# WHAT IS EXPECTED:
Translate this sentence from the market report below into Spanish: "European indexes were broadly higher, helped by more details about the European Union – United Kingdom trade deal as part of the U.K.’s exit from the trade bloc."

# QUOTED PASSAGE:
----------

The S&P 500 index was up 0.7 percent as of 9:45 a.m. Eastern. The Dow Jones Industrial Average rose 175 points, or 0.6 percent, to 30,375 and the Nasdaq composite was up 0.7 percent.
Trump signed the measure, which also includes money for other government functions through September, despite expressing frustration that $600 payments to the public weren’t bigger. His signature helped to clear away uncertainty as reinstated travel and business curbs threaten to weigh on global economic activity.
Companies that were hit the hardest by the pandemic — restaurants, airlines and the cruise industry — were among the biggest gainers in early trading. American Airlines was up 4%, Norwegian Cruise Lines was up 2.7% and Carnival was up more than 2%.
European indexes were broadly higher, helped by more details about the European Union – United Kingdom trade deal as part of the U.K.’s exit from the trade bloc.

----------

Descriptions of image regions in natural language:
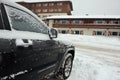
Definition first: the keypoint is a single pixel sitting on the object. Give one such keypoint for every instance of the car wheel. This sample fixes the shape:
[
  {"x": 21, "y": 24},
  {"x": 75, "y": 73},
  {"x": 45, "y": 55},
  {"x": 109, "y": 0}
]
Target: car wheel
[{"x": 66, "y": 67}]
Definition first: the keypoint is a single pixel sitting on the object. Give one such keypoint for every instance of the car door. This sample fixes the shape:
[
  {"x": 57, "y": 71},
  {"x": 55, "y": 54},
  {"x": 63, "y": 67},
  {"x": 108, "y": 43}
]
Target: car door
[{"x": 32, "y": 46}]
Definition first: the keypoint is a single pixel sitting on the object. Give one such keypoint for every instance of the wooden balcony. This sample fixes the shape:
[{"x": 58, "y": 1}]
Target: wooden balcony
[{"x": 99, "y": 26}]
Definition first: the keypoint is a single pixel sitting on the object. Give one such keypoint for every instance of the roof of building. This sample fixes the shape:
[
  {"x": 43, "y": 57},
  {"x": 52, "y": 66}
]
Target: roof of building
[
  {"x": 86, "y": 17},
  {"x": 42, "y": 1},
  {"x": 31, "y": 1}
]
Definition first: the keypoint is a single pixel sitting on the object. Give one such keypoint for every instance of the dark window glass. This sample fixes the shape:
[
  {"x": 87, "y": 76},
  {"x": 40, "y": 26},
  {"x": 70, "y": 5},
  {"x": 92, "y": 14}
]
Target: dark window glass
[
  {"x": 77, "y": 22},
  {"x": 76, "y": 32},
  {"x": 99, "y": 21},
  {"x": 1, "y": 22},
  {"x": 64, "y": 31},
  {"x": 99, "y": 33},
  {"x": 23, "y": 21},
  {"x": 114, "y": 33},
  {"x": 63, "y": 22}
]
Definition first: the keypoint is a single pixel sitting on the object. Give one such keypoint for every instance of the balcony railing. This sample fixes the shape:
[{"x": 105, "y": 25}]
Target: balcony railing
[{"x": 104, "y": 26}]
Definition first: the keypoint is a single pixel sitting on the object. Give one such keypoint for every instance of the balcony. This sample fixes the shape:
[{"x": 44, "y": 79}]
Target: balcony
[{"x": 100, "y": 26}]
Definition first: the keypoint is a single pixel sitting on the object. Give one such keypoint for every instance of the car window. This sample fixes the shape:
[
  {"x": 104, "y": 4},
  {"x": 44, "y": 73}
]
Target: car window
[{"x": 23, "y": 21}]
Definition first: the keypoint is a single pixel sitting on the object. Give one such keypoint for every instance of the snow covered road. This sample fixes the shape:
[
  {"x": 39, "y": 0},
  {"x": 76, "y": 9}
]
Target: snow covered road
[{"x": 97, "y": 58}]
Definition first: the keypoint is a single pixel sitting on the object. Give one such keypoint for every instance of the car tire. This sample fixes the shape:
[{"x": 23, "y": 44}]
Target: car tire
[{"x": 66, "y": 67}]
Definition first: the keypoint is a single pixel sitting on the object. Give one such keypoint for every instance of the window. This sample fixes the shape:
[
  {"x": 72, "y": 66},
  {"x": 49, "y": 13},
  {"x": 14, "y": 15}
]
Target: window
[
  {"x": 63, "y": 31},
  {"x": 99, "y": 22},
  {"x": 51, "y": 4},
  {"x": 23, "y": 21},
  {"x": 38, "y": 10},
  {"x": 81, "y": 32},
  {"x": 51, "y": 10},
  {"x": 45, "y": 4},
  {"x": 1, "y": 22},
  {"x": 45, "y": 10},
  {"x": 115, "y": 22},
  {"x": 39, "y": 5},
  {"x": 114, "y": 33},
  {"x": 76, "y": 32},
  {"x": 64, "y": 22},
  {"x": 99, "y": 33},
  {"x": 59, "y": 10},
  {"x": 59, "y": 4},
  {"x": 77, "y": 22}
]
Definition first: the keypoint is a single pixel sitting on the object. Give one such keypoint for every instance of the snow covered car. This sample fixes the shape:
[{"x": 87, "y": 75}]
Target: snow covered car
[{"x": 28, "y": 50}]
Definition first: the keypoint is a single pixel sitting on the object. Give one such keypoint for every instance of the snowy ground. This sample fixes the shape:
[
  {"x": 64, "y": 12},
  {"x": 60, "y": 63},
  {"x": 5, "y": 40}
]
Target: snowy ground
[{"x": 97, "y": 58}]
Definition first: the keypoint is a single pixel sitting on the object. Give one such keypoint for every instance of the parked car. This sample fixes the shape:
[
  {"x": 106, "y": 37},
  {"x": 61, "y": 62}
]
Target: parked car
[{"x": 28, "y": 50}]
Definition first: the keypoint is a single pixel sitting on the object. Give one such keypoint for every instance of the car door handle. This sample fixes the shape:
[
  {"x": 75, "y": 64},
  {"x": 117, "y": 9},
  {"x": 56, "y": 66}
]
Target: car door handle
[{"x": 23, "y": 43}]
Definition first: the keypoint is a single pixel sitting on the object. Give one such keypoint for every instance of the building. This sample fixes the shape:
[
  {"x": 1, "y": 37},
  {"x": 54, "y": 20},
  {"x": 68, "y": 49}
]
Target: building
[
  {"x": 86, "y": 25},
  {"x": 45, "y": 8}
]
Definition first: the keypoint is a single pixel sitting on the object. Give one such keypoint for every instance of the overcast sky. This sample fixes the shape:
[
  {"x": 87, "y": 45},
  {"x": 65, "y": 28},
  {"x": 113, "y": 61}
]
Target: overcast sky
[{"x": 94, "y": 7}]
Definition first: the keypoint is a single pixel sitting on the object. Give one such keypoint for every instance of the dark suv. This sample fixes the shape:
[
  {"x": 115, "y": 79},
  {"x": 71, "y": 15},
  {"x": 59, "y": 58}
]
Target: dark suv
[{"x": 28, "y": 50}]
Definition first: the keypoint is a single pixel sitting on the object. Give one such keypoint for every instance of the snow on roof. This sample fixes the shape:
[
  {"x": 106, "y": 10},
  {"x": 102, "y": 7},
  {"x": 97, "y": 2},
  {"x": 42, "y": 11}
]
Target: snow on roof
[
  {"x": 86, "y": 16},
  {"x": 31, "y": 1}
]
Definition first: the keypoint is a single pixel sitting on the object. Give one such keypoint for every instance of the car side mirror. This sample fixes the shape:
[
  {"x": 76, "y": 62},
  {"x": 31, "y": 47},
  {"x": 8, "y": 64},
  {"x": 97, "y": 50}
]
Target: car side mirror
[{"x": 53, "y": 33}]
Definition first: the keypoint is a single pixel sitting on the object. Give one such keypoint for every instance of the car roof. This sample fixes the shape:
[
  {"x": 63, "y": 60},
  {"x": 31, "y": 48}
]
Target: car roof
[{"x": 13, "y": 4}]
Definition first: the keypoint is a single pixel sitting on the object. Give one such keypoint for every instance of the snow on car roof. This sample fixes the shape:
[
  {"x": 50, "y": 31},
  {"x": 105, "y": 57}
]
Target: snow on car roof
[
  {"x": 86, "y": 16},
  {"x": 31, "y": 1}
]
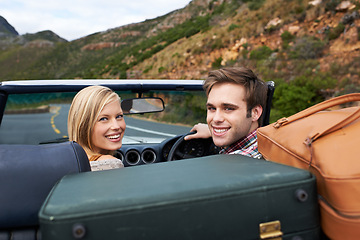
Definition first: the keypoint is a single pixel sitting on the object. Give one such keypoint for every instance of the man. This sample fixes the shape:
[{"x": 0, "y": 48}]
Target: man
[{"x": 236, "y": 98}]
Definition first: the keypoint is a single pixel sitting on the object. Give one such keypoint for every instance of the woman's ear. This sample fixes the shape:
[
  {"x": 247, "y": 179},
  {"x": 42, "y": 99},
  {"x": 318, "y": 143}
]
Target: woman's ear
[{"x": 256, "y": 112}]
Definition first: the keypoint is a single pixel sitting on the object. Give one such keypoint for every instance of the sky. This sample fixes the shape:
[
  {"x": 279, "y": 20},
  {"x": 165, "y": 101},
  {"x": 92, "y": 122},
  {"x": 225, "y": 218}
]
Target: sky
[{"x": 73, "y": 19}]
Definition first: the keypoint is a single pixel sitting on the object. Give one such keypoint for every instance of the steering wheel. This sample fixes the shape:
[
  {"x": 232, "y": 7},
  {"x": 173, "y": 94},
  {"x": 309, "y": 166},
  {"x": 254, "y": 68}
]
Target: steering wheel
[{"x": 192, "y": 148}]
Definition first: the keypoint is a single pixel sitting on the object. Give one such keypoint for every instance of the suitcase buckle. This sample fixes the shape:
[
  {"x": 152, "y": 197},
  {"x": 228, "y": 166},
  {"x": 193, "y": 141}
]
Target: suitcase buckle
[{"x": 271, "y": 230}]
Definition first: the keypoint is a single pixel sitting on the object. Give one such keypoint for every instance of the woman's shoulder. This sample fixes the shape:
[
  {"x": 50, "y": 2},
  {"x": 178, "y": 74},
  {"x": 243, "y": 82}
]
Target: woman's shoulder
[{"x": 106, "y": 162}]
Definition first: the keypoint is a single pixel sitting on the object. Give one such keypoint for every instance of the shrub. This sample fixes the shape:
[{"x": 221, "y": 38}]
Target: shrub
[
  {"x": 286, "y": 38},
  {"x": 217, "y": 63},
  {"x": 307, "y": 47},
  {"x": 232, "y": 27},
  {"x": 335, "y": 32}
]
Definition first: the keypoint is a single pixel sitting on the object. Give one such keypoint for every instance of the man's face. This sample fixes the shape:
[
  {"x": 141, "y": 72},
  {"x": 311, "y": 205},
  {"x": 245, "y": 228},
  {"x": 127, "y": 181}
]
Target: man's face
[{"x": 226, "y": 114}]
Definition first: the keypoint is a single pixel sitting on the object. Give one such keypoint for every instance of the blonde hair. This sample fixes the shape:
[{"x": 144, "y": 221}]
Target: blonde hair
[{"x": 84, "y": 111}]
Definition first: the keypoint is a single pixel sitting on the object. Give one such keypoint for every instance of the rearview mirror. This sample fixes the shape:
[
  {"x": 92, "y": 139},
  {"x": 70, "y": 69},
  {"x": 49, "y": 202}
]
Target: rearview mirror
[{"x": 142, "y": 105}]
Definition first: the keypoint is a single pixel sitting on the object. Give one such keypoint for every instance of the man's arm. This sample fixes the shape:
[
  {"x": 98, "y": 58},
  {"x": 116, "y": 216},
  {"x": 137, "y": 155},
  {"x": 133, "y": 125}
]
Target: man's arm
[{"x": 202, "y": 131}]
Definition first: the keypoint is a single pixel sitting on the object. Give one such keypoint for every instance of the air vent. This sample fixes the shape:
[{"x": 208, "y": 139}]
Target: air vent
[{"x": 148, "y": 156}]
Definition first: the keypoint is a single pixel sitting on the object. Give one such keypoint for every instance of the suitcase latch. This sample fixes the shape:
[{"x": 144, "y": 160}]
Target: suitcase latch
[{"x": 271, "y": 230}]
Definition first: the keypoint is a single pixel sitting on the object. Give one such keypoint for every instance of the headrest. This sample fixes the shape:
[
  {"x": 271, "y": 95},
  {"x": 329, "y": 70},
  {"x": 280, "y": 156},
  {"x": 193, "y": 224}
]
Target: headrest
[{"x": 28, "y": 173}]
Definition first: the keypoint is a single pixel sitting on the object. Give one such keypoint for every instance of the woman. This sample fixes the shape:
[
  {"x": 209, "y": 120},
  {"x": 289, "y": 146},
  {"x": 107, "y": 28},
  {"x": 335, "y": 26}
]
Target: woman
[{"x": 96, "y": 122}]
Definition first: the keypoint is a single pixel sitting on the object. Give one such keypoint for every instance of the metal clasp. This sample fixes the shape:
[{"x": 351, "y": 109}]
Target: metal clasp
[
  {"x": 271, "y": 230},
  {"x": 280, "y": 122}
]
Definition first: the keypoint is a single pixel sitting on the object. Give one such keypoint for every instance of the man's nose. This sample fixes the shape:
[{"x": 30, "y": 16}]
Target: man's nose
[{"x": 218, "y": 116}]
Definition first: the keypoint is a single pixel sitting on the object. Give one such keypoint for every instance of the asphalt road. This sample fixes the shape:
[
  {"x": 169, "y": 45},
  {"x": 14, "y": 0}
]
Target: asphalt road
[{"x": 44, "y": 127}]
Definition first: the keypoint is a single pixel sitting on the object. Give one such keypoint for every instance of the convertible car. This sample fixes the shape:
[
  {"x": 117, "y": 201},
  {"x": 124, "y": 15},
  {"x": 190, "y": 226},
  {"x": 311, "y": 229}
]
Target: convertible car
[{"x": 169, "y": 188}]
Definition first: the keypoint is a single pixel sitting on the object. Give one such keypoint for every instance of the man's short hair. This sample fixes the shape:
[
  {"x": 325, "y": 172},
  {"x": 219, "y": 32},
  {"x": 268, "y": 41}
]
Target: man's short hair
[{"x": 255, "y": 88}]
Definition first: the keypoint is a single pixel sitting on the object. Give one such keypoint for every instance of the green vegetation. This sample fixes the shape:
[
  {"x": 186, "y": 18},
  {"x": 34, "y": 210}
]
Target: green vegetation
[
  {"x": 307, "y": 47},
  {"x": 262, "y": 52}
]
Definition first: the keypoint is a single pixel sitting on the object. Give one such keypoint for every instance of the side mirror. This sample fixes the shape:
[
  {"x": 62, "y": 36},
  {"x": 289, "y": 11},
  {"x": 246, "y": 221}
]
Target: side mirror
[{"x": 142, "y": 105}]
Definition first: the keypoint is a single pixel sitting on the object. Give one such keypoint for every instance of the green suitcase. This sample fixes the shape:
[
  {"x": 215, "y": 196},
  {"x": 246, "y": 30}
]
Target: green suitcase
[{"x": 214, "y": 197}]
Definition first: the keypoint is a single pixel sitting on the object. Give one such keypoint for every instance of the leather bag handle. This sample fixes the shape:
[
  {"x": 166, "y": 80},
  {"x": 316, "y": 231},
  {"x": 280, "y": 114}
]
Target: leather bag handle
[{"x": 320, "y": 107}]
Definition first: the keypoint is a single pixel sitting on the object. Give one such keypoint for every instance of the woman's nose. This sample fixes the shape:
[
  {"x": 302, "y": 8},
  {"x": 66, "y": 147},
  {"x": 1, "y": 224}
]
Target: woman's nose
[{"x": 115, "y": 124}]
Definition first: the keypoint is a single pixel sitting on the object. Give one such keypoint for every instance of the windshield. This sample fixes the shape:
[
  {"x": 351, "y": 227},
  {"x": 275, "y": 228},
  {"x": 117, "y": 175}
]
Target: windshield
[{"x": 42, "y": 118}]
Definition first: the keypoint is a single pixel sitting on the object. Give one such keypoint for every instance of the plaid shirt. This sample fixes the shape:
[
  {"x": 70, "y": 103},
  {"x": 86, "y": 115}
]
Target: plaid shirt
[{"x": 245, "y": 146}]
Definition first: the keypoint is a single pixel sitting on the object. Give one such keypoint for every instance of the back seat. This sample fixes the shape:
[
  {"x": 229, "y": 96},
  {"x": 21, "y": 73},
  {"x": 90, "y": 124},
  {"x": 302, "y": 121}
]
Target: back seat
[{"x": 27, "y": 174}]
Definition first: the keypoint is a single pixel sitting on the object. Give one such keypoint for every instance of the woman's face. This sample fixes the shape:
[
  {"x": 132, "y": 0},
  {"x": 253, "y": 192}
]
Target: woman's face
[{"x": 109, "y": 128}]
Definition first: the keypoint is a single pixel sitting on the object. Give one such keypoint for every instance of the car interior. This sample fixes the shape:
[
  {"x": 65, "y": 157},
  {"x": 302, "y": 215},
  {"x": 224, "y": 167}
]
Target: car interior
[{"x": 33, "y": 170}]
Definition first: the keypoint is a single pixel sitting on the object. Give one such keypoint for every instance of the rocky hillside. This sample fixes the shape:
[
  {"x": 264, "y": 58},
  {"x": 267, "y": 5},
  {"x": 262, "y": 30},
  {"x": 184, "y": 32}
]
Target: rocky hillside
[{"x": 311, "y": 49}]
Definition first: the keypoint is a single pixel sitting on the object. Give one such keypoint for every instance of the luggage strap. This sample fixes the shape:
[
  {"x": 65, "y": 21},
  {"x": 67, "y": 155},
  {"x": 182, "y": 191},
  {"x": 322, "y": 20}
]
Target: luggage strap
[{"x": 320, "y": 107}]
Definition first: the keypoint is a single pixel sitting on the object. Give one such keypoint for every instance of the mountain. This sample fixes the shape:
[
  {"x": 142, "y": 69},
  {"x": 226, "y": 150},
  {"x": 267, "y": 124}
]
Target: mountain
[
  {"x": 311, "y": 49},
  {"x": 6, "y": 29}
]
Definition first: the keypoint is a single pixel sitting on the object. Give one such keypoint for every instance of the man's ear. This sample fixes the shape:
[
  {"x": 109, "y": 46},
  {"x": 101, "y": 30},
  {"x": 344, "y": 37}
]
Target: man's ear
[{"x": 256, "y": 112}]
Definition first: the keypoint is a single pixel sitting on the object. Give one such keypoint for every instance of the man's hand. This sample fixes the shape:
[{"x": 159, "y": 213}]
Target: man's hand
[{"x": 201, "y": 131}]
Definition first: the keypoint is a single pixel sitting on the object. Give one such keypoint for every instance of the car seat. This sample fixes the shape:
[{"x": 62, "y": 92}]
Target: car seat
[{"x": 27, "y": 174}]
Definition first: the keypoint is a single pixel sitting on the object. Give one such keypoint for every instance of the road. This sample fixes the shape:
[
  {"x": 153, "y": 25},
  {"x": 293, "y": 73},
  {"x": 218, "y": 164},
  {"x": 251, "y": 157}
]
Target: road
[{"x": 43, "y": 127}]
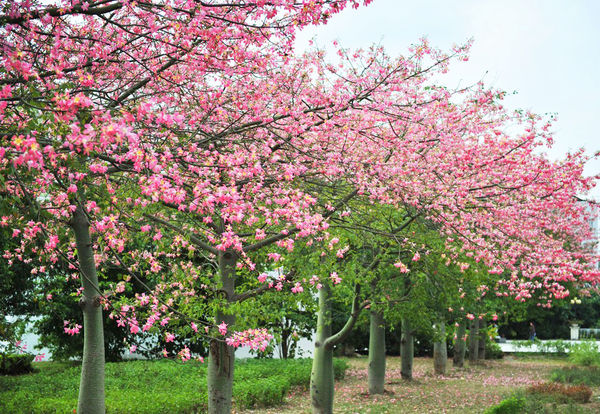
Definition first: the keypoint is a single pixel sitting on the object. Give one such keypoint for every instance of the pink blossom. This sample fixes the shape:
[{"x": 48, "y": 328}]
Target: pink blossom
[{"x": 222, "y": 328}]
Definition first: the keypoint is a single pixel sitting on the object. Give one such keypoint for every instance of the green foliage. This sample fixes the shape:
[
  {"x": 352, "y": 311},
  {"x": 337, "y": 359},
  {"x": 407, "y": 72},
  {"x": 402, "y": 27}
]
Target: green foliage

----------

# TASK OUTPUT:
Los índices europeos subieron de forma generalizada, impulsados por más detalles sobre el acuerdo comercial entre la Unión Europea y el Reino Unido como parte de la salida del Reino Unido del bloque comercial.